Passage shown.
— begin —

# 8mm/16mm Camera Device?



## Warlok (Feb 24, 2017)

I came across this very old unmarked item I think is for mounting a movie camera on and adding title screens to the film maybe. I could be way off but this is all I could think of. Any help on the maker, age and use is appreciated.


----------



## astroNikon (Feb 24, 2017)

You may want to look under the base or around for any manufacturer markings or trademarks / copyright identification.


----------



## petrochemist (Feb 25, 2017)

gk fotografie said:


> What you have is imo a part of a V ictorian *stereoscope viewer*, obviously altered, perhaps to view rolls of (stereo) drawings instead of stereo plates.
> These were made in all kind of varieties, don't think it has anything to do with 8 or 16mm.
> The most important part, the viewer, is missing. Value, I guess, is none.


I'm not sure you're right about that. They have no need of a winding mechanism or a mobile head. The bit on top of the central post doesn't look right for mounting a camera either, so IMO neither is a likely identification of its intended use.
FWIW the top of the central post is similar to the mirror mounting on old microscopes.
I think it's very likely that several parts are missing...


----------



## dasmith232 (Feb 25, 2017)

I was not thinking stereo viewer either. The center post looks suited for supporting an optic or a barrel containing an optic. The slotted bracket that extends to the left looks like it could align with the mounting bolt of a camera. The frame on the right looks like it would hold media of some kind. I was leaning towards 120 roll film or something like that but it's too big for (specifically) 120.

I'm thinking that it's something like a slide duplicator, but not for slides.


----------



## Derrel (Feb 25, 2017)

Looks like it is designed to scroll titles on small rolls of paper. The "Y" looks like the camera lens support, and the slotted strip is where a tripod mounting bolt goes through, and the wing nut allows the camera support rail to be raised or lowered to get the lens into the "Y" and to be held at that height. I do not think this is a stereo viewer, but think it is a cinema camera accessory...most likely for doing scrolled titles.


----------



## unpopular (Feb 25, 2017)

@Derrel take another look at the "Y". It's slotted, like something was supposed to fit inside it. Something thin. I kind of want to say it's some sort of optometry device?

If it is film- or animation-related, it's old. Like silent movie era old.


----------



## Derrel (Feb 25, 2017)

unpopular said:


> @Derrel take another look at the "Y". It's slotted, like something was supposed to fit inside it. Something thin. I kind of want to say it's some sort of optometry device?
> 
> If it is film- or animation-related, it's old. Like silent movie era old.



Yeah...something thin--thin as in thin like the diameter of an old silent-era 8mm or 16mm camera lens barrel, perhaps? Yes, I think this is from the silent movie era--which lasted a long, long time for "regular" people who shot 8mm and 16mm film. The majority of "regular" prime focal length cinema lenses from that era had pretty small-diameter barrels. (There actually would not be any zoom lenses for another few decades!)

iIt looks like the camera was mounted on the back, and whatever was on the rollers was photographed as it was moved up and down....you know, the old Star Wars Crawl...done by hand with a single-frame release motion picture camera, or shot at the then-standard 16 frames per second rate, as a segment of a title was "scrolled up" on the roller advance?


----------

— end —

Object detection data:

— begin —

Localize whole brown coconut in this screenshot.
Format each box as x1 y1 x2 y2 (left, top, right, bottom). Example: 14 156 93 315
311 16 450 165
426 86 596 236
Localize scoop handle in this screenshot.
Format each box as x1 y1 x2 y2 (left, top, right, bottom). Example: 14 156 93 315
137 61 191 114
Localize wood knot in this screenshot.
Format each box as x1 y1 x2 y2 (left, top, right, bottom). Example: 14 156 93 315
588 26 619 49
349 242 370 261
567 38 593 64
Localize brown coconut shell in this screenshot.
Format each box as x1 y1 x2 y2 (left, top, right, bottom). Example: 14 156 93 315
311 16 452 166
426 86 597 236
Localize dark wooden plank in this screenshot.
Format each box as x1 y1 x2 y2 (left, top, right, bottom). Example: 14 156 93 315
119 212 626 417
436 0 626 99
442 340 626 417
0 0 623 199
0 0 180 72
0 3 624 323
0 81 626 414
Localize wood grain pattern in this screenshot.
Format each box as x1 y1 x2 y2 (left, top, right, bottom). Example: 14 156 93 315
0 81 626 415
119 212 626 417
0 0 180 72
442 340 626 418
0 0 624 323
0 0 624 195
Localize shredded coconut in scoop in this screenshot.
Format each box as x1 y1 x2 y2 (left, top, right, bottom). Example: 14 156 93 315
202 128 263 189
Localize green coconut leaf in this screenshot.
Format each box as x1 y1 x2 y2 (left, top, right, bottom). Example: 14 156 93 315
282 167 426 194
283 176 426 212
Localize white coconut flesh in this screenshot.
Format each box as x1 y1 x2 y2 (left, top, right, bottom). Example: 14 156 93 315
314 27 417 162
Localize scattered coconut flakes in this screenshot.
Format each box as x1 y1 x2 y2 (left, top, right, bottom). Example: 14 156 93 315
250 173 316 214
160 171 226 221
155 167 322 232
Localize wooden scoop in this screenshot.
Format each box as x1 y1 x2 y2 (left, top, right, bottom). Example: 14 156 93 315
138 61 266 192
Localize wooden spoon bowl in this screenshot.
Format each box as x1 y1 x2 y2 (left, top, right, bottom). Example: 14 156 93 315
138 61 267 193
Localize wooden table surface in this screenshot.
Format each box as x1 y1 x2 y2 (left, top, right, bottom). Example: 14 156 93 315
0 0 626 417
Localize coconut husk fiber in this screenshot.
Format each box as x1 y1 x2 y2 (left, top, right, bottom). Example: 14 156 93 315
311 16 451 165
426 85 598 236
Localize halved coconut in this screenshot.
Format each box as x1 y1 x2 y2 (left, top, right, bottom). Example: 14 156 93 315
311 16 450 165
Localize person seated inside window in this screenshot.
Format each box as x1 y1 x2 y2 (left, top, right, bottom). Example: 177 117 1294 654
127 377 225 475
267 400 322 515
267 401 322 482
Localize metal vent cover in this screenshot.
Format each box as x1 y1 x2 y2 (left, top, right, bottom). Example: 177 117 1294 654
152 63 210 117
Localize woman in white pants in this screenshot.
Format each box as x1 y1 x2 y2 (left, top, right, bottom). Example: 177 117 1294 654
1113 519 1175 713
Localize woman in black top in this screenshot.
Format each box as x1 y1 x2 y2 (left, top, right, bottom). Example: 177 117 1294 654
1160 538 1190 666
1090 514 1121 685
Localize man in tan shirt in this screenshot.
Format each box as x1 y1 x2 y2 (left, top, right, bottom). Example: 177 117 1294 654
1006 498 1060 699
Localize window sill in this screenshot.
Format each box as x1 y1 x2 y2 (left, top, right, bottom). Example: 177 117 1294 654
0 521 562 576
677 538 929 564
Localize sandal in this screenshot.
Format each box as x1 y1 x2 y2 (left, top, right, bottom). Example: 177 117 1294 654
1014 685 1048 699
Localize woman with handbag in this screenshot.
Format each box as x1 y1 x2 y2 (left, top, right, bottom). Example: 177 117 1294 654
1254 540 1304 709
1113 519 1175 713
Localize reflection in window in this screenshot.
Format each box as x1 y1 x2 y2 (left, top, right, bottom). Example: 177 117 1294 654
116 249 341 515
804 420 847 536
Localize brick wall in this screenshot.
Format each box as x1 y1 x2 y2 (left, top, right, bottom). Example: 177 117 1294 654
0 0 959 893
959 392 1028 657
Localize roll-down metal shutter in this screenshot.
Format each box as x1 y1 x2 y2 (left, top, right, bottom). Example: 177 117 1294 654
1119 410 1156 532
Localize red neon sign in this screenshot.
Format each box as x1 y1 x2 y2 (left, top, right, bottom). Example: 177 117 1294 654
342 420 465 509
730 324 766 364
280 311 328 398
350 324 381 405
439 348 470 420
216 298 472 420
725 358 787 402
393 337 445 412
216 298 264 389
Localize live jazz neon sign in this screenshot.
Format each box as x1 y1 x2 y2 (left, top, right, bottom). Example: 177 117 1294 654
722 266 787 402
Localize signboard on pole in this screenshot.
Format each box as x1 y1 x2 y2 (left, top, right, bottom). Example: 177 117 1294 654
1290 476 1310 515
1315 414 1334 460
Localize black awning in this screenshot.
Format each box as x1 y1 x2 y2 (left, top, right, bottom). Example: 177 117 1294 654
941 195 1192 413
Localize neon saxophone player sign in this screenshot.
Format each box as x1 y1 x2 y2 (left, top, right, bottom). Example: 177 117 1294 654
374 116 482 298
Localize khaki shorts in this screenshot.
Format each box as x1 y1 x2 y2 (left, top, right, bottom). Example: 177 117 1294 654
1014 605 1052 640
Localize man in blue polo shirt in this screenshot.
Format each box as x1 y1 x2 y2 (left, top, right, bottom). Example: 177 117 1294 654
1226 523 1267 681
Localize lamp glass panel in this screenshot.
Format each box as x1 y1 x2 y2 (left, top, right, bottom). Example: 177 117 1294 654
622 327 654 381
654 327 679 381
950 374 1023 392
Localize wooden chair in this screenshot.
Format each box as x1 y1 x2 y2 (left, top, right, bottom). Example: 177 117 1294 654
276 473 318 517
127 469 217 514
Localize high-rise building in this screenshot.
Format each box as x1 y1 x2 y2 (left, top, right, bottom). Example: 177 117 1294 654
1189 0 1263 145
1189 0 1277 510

— end —

Exercise directions.
List every username that appears as the author of a post in the forum thread about the camera device, naming each person once.

Solved problem.
Warlok, astroNikon, petrochemist, dasmith232, Derrel, unpopular